Petrides connected his analysis with two central demands: deepening European integration (only as a bloc, the EU will be heard on the table, he believes) and reforming the WTO to revitalise multilateralism.
Constantinos Petrides, former minister of finance Cyprus, during his keynote
As risks in trade finance are increasing, so does the need for risk mitigation and distribution. Clearly, digitalisation is a big lever – the growing importance of electronic documents and fintech applications to speed up processes as well as artificial intelligence (AI) to improve decision-making based on data was discussed in several sessions as well as two follow-up videos.
Regulation aligns with trade technology
In September 2023, the UK Electronic Trade Documents Act 2023 (ETDA) came into granting certain electronic trade documents the same legal validity as their paper equivalents in the UK. More specifically, ETDA allows bills of exchange, promissory notes, bills of lading and warehouse receipts – all of which are used to facilitate payment for goods and services – to be handled digitally.2
With the Act, the UK became the first G7 country to adopt the Model Law on Electronic Transferable Records (MLETR) developed by the United Nation Commission on International Trade Law (UNCITRAL) in 2017. The International Chamber of Commerce (ICC) saw this bill as a “cornerstone to digitalising world trade” as it estimates 80% of all bills of lading to operate under English law3. Further details can be found in flow’s Guide to Digital Trade Finance (updated in July 2024).
Moreover, UK’s legislation has created momentum: As of September 2024, France, Germany and the US have enacted similar legislation according to the MLETR tracker, while other major trading nations such as Japan and China are in advanced stages.4 “As more countries align with MLETR, and the use of electronic transferable records (ETRs) becomes more common, scalable models for data and document transfer will likely emerge”, wrote Pamela Mar, Managing Director, Digital Standards Initiative of the ICC in her flow article Data as a building block for digital trade finance.
Digital Instruments – where are we now and what’s next? Panelists from left to right: Patrik Zekkar (CEO Enigio), Sarah Green (Head of Digital Assets and Trade Finance at D2 Legal Technology), Pierre Courquin (Head of Forfaiting at Société Générale) and Geoffrey Wynne (Partner at Sullivan & Worcester)
In the panel moderated by Geoffrey Wynne, Partner at Sullivan & Worcester, participants discussed what opportunities digitalisation brings, and how its wider implementation could be accelerated.
Professor Sarah Green, Head of Digital Assets and Trade Finance at D2 Legal Technology (and formerly the Law Commissioner for ETDA), admitted that she still sees “doubt and reservations in the industry in terms of implementation”. A key sticking point is the requirement to use of a ‘reliable system’ to provide an electronic trade document with the same treatment as a paper document.
“Our basic principle was to create a future-proof Act which does not restrict technology development”
While the Act provides guidance of factors that could determine a reliable system, it leaves room for interpretation. “If we had spelled how a reliable system should look like in the Act, there is no way the Act would have lasted for more than ten years”, explained Green. “Our basic principle was to create a future-proof Act which does not restrict technology development. So, it now allows the industry to build the system that they want to have provided it achieves the singularity of document.”

__TASKS AND EXERCISES__:
(1) Decide whether each statement agrees with the article on electronic trade documents. Answer yes or no for (a), (b) and (c), and quote the words of the article that settle each one.
(a) The UK was the first G7 country to adopt the Model Law on Electronic Transferable Records.
(b) As of September 2024, Japan and China had enacted legislation similar to the UK's.
(c) The ICC estimates that 80% of all bills of lading operate under English law.
(2) According to the article on electronic trade documents, who moderated the panel on digital instruments?
(3) Copy word for word the part of the article on electronic trade documents that begins at the words "In the panel" and stops after "a paper document.".

__SUPPLIED DATA__:
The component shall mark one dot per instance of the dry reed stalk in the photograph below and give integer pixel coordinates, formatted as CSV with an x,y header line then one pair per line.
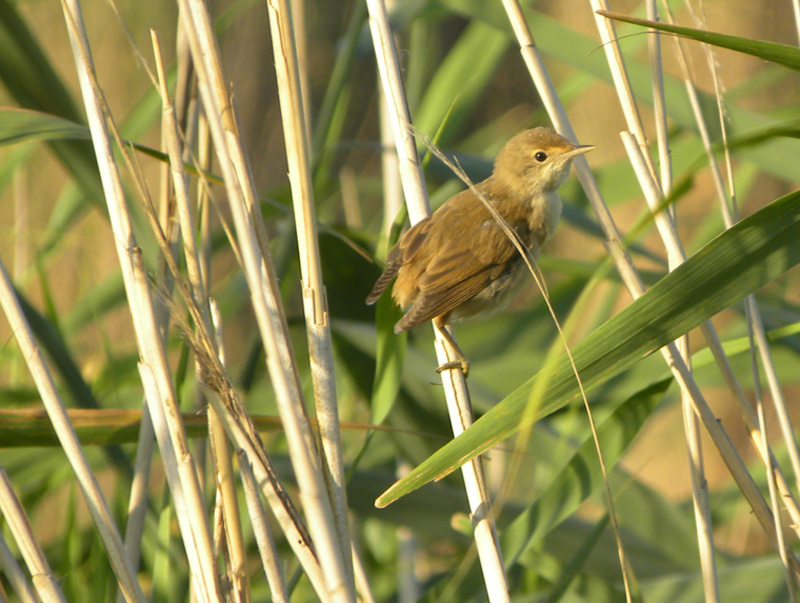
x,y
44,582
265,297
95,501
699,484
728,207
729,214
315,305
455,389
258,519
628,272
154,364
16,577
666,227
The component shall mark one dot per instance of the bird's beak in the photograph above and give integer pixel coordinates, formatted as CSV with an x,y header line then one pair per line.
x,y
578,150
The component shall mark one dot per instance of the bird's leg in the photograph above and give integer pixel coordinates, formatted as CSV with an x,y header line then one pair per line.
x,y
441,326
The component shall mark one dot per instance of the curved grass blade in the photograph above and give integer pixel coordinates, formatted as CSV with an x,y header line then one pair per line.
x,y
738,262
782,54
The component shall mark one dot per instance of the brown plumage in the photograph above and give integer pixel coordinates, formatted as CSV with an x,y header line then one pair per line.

__ANSWERS FOR THE EXERCISE__:
(1)
(a) Yes: "the UK became the first G7 country to adopt the Model Law on Electronic Transferable Records (MLETR)"
(b) No: "other major trading nations such as Japan and China are in advanced stages"
(c) Yes: "it estimates 80% of all bills of lading to operate under English law"

(2) Geoffrey Wynne, Partner at Sullivan & Worcester.

(3)
In the panel moderated by Geoffrey Wynne, Partner at Sullivan & Worcester, participants discussed what opportunities digitalisation brings, and how its wider implementation could be accelerated.
Professor Sarah Green, Head of Digital Assets and Trade Finance at D2 Legal Technology (and formerly the Law Commissioner for ETDA), admitted that she still sees “doubt and reservations in the industry in terms of implementation”. A key sticking point is the requirement to use of a ‘reliable system’ to provide an electronic trade document with the same treatment as a paper document.